_Problem to work on_:
Please write what comes next in the holiday book round-up below, picking up after its last sentence.

_Document text_:
--*--

I’ve been on holiday recently, and managed to get through most of the books I took with me. I thought I’d do a brief round-up of what I read.

Rodrigo de Souza Leão, All Dogs are Blue (2008/10)
Translated from the Portugese by Zoë Perry and Stefan Tobler, 2013

If there’s one thing I have come to expect from And Other Stories’ books, it’s that they will be intensely engaged with language. And so it is with this short novel, narrated by an inmate of a Rio asylum. The narrator is lucid about the tenuousness of his grasp n reality; he loops back and forth between his present, his past travels, his childhood, and his eventual release – but the question of what precisely is and is not ‘real’ remains open. I read All Dogs are Blue on the train down to my holiday; it was short enough to fit in the time, and is probably best experienced in a single sitting, when it can really pull you into its world.

Maria Semple, Where’d You Go, Bernadette (2012)

Bernadette Fox was once a hot-shot architect; now she mostly hides away in her family’s Seattle home, outsourcing most of her interaction with the word to a virtual PA in India. Gathering together myriad documents, Bernadette’s daughter Bee chronicles her mother’s turbulent relationship with her family and the other school moms, and her attempts to find Bernadette after she disappears.

I’ve heard so much about Semple’s book, and it mostly lives up to the praise. It’s wickedly funny, with few characters escaping some sort of satire; and very well constructed, as the differences between viewpoints gradually reveal hidden truths – truths which give the novel its dark undercurrent. I have a sense that Semple lets her characters off the hook for some of their flaws a little too easily, but otherwise this book is highly enjoyable.

--*--

_Data_:
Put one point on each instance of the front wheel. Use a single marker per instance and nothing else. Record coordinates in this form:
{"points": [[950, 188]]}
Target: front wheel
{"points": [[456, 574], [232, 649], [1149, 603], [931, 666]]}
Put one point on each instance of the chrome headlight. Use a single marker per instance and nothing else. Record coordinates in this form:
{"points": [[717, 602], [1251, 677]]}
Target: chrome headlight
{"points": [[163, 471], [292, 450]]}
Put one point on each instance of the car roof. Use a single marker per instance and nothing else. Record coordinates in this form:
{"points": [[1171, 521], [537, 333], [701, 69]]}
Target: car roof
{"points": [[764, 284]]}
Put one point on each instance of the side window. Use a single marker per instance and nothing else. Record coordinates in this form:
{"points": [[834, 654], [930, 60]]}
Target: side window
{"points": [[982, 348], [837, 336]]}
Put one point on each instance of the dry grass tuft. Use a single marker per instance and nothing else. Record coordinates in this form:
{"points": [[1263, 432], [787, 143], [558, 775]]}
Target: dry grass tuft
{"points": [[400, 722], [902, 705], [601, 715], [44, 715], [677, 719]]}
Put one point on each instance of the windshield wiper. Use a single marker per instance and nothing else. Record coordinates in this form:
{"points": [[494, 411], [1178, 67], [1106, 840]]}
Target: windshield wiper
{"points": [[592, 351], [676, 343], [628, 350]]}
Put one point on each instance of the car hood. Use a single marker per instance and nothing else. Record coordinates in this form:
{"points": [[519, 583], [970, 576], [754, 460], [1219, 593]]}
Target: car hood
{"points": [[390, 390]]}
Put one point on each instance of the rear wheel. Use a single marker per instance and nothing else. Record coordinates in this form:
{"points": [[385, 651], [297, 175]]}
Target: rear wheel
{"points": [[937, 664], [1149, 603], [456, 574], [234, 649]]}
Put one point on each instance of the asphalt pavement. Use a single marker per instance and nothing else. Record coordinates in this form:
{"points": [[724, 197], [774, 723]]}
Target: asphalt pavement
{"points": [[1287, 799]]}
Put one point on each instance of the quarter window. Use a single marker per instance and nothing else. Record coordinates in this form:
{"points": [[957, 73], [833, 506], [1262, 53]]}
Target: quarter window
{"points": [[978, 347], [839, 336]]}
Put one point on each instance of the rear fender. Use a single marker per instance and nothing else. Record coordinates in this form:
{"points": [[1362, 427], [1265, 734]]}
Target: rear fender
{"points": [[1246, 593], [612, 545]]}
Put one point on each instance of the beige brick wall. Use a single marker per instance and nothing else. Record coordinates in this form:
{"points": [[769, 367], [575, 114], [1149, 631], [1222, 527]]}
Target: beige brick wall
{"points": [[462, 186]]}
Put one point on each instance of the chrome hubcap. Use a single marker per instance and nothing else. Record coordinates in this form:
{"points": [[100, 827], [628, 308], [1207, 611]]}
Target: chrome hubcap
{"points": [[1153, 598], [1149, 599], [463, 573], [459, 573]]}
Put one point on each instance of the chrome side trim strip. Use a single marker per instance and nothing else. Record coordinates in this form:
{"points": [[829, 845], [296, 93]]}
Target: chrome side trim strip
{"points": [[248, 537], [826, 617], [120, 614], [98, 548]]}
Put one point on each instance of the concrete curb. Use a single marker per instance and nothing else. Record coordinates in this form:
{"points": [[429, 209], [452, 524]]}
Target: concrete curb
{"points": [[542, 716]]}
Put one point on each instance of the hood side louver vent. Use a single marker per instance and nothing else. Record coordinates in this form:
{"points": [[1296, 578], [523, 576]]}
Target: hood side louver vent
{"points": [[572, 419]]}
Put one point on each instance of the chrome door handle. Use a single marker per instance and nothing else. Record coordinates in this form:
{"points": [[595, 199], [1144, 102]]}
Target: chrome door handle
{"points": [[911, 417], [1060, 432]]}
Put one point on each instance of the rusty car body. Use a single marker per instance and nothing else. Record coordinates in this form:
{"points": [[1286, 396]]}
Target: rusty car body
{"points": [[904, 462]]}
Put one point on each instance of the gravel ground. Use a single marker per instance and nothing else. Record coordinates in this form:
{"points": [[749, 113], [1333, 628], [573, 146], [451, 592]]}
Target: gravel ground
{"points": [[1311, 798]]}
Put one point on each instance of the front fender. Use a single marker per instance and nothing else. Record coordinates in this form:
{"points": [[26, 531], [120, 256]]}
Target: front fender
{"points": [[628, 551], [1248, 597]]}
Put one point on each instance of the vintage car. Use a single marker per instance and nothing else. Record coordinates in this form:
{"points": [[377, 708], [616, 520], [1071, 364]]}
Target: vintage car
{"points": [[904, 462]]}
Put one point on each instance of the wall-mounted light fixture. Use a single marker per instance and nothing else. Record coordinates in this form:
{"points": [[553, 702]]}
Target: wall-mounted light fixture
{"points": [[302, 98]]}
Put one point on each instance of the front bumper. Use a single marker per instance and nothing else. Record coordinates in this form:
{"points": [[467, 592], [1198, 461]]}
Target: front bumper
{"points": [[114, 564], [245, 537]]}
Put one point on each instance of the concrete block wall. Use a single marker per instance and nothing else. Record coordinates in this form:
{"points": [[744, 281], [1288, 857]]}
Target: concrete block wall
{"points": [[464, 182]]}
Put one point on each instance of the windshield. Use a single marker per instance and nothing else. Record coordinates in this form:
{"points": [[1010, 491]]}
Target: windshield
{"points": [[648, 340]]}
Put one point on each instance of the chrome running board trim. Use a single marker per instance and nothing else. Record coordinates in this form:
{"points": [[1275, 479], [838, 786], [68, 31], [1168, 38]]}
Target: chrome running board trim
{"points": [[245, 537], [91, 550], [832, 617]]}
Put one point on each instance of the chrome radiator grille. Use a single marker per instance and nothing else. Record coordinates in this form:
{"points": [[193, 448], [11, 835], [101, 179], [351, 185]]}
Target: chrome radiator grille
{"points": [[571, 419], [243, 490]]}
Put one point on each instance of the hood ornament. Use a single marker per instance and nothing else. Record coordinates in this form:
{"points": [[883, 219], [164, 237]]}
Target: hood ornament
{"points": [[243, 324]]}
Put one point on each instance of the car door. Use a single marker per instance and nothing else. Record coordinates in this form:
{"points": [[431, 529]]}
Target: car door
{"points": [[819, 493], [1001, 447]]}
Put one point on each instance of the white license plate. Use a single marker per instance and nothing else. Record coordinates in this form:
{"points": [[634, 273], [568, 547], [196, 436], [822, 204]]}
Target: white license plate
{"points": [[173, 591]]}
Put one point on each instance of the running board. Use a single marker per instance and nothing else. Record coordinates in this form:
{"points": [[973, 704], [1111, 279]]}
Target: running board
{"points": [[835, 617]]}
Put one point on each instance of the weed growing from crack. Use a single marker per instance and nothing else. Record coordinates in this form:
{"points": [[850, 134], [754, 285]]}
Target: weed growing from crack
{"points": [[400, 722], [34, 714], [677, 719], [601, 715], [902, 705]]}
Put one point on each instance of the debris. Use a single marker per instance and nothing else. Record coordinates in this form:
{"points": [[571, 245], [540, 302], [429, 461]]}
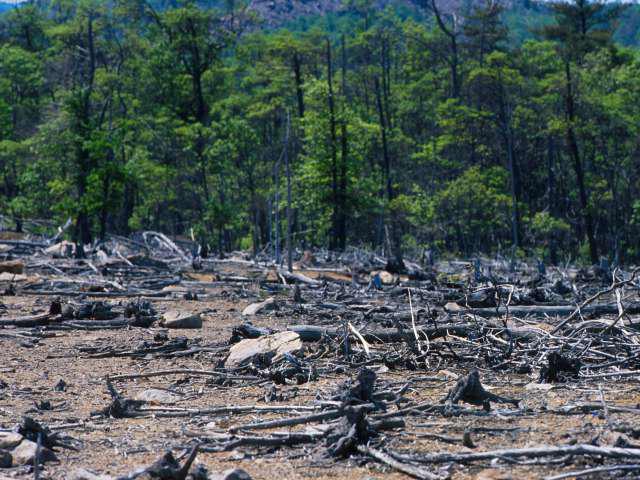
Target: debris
{"points": [[470, 390], [178, 320], [557, 363], [267, 349], [9, 440], [25, 453], [254, 308], [12, 266], [158, 397], [233, 474]]}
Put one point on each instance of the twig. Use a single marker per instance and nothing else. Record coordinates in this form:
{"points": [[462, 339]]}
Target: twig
{"points": [[411, 470], [590, 471]]}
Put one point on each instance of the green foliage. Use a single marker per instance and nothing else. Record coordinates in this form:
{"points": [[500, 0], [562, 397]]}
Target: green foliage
{"points": [[137, 115]]}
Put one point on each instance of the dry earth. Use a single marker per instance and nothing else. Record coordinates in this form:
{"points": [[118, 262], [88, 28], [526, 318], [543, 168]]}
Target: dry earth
{"points": [[119, 446]]}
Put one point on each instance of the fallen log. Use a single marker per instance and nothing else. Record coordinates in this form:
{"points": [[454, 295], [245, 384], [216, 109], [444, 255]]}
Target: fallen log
{"points": [[411, 470], [541, 310], [313, 333], [543, 451], [28, 321]]}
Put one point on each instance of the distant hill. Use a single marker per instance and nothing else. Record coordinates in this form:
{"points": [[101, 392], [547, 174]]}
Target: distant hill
{"points": [[4, 6], [521, 16]]}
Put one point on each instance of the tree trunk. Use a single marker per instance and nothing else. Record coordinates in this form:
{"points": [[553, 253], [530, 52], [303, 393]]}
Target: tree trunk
{"points": [[335, 214], [574, 152]]}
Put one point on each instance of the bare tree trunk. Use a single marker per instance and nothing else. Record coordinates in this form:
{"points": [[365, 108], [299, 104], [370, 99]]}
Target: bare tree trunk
{"points": [[574, 152], [289, 208], [335, 214]]}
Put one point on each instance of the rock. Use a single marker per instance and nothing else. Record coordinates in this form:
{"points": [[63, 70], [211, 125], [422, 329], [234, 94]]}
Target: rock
{"points": [[6, 460], [177, 319], [386, 278], [9, 440], [25, 453], [270, 348], [63, 249], [492, 474], [268, 304], [82, 474], [157, 396], [12, 266], [233, 474], [12, 277]]}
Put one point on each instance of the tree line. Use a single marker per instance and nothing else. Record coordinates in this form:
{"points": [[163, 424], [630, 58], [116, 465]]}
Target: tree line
{"points": [[404, 133]]}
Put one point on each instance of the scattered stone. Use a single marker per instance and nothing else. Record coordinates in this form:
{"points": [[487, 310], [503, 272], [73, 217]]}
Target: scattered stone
{"points": [[12, 266], [156, 396], [25, 453], [61, 386], [177, 319], [6, 460], [82, 474], [470, 390], [269, 349], [254, 308], [233, 474], [10, 440], [63, 249]]}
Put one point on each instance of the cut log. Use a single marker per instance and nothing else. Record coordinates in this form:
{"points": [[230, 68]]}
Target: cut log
{"points": [[270, 347], [313, 333], [298, 277], [541, 310]]}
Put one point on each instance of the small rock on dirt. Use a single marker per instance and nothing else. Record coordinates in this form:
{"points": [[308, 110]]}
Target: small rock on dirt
{"points": [[271, 346], [82, 474], [25, 453], [233, 474], [12, 266], [177, 319], [255, 308], [5, 459], [157, 396], [10, 440]]}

--*--

_Reply to the exercise_:
Robin Sloan, Mr Penumbra’s 24-Hour Bookstore (2012)

When Clay Jameson takes a job doing the night-shift for a mysterious bookstore, he doesn’t realise that he is about to enter the world of a secret society who are scouring certain volumes for clues that will unlock… well, who knows? But Kat Potente, the pretty Googler who walks into the store one day, might just have the means to find out.

The principle flaw in Sloan’s debut is its treatment of gender –for example, Kat is the most prominent female character, and she falls into the stereotype of ‘hot geek girl who’s super-competent, but still needs a male character to ultimately save the day’. Aside from that, it’s all rather jolly, but also reflects seriously on the relationship of books and new technology. Sloan steers a middle course which I found thought-provoking.

Matt Delito, Confessions of a Police Constable (2013)

This is one in a series of (generally pseudonymous) books from the Friday Project (including Confessions of a GP and Confessions of a New York Taxi Driver). The author is a serving officer in the Metropolitan Police, and the book is based on his blog of stories from his career. I’ve read a few of the books in this series now, and always find them interesting, and good to read when I feel like a change or a rest from my more usual fare. So I finished it off on the train home.

Granta Best Young British Novelists 2013: Joanna Kavenna

With most of the novel extracts in the Granta anthology, I’ve been able to gain some sense of what the full novel may be like (which is not say my impressions are correct, but I have been able to form them). Not so Joanna Kavenna’s short piece ‘Tomorrow’, which has the potential to head off in a number of odd directions. We see its narrator collect the stuff she (along with several others) has been storing at a friend’s house; do her job at home, sending out customer service emails; talk to a friend about the subjective passage of time.

Now I read that back, it maybe doesn’t sound all that strange in summary. But it’s the tone of Kavenna’s writing that makes it feel so whilst one is reading it. I have a copy of the author’s most recent novel, Come to the Edge, on my shelves; and I’m thinking I ought to read it soon – because one thing I do sense clearly from ‘Tomorrow’ is that Kavenna may be my kind of writer.

This is part of a series of posts on Granta 123: Best of Young British Novelists 4Click here to read the rest.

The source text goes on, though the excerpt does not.